● **Quoted passage**

What about C triggers and SPI functions.  Do we really want to require
extension files for them?

--  Bruce Momjian  <bruce@momjian.us>        http://momjian.us EnterpriseDB
http://enterprisedb.com
 + It's impossible for everything to be true. +

Re: pg_upgrade libraries check

From

Tom Lane

Date:

29 May 2012, 14:46:48

Bruce Momjian <bruce@momjian.us> writes:
> I assumed I could just have pg_upgrade create and drop the extension in
> the new database to make sure it works.  In the JSON backpatch case, the
> extension file would just do nothing, as has already been suggested.

It seems like checking for the control file being present should be
sufficient.  I don't think it's part of pg_upgrade's job description to
test whether the new installation is broken.  And we don't really want
it cluttering the new installation with dead objects right off the bat
(could cause OID issues or LSN issues, for instance).

● **Task A**
Count the lines of the entries that contain the word "below" and give only that number.
The thread above has no connection to the entries that follow it.

● **Exercise input**
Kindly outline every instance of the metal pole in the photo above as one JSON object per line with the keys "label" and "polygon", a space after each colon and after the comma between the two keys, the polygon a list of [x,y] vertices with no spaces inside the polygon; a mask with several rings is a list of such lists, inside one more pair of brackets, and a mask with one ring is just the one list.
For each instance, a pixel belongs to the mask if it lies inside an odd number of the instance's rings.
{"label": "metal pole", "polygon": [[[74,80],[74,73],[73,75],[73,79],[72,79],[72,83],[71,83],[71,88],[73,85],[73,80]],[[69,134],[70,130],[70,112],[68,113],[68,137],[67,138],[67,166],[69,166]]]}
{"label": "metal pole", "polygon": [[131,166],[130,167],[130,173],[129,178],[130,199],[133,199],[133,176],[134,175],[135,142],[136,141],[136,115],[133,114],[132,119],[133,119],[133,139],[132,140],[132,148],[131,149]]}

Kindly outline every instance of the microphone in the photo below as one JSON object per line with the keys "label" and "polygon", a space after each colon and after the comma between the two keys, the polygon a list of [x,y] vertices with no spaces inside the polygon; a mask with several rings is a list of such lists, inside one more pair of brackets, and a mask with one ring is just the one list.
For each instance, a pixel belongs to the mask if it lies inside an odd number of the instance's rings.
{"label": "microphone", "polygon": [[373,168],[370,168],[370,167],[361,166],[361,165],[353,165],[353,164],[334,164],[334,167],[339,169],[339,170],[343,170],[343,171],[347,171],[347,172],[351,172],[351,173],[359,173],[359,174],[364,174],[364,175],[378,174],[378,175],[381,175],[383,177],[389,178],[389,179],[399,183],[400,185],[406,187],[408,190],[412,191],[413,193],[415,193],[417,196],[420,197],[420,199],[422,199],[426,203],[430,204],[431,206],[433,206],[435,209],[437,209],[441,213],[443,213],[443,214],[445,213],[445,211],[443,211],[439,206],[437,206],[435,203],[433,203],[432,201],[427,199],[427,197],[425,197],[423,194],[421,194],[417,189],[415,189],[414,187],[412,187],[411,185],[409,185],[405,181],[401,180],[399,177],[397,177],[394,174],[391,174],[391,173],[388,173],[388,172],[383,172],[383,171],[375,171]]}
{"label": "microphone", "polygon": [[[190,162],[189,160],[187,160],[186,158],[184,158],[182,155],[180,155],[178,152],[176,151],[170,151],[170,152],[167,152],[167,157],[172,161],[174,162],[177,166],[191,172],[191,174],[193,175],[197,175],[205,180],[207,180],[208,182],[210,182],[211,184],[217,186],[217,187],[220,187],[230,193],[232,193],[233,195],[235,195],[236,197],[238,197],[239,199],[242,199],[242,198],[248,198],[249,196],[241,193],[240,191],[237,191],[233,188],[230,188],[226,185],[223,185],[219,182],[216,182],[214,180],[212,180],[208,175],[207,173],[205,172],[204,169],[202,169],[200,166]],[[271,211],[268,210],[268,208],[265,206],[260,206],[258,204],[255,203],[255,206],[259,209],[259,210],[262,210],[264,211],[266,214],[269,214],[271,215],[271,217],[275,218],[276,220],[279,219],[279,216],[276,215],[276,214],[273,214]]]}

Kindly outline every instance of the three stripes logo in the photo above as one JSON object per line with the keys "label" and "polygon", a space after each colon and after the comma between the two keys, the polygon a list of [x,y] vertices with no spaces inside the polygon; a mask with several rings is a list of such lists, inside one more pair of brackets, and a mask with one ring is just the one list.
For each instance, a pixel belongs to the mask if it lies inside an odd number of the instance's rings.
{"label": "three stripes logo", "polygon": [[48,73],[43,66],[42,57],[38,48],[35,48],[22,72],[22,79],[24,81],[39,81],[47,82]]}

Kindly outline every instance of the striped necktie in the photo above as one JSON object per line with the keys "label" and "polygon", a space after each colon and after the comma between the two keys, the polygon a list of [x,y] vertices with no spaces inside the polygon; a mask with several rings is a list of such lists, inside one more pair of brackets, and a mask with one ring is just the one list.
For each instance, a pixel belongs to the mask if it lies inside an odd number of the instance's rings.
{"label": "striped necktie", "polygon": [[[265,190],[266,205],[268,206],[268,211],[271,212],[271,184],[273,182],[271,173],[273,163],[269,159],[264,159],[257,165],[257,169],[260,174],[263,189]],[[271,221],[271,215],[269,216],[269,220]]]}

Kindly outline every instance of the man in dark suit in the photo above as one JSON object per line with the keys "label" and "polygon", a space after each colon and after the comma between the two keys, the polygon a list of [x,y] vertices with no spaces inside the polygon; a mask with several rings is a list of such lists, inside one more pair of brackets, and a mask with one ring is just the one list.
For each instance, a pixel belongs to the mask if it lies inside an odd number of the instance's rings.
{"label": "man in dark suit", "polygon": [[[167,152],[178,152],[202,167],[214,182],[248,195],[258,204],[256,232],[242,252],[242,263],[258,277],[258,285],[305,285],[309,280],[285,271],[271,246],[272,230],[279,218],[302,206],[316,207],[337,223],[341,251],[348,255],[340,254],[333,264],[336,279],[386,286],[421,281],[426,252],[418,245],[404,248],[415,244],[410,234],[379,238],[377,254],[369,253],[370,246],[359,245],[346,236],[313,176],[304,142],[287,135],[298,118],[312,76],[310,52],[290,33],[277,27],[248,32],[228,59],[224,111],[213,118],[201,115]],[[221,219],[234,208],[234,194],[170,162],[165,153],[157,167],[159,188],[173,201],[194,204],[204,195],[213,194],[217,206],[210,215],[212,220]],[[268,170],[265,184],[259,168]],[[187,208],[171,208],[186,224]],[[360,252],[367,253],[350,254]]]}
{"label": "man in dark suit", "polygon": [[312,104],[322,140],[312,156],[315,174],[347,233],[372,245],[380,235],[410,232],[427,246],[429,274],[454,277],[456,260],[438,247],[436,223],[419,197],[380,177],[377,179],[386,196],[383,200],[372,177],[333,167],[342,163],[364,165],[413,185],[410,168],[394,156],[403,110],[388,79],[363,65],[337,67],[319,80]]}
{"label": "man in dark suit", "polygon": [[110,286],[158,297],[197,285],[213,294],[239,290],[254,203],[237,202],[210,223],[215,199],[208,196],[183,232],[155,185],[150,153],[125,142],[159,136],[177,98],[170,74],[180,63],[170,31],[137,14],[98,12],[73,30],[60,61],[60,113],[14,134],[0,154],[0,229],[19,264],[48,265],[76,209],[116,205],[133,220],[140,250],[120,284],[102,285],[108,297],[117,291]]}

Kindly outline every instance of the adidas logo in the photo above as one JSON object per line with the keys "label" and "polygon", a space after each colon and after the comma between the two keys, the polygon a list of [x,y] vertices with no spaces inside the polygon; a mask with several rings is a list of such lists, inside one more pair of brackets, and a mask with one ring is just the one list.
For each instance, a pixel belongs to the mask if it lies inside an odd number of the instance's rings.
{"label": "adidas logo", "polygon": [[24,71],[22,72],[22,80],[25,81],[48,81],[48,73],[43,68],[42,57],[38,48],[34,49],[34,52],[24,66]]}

● **Task B**
List every abbreviation in the thread that is two or more letters long and written entirely in capital letters.

● **Exercise answer A**
1

● **Exercise answer B**
SPI, JSON, OID, LSN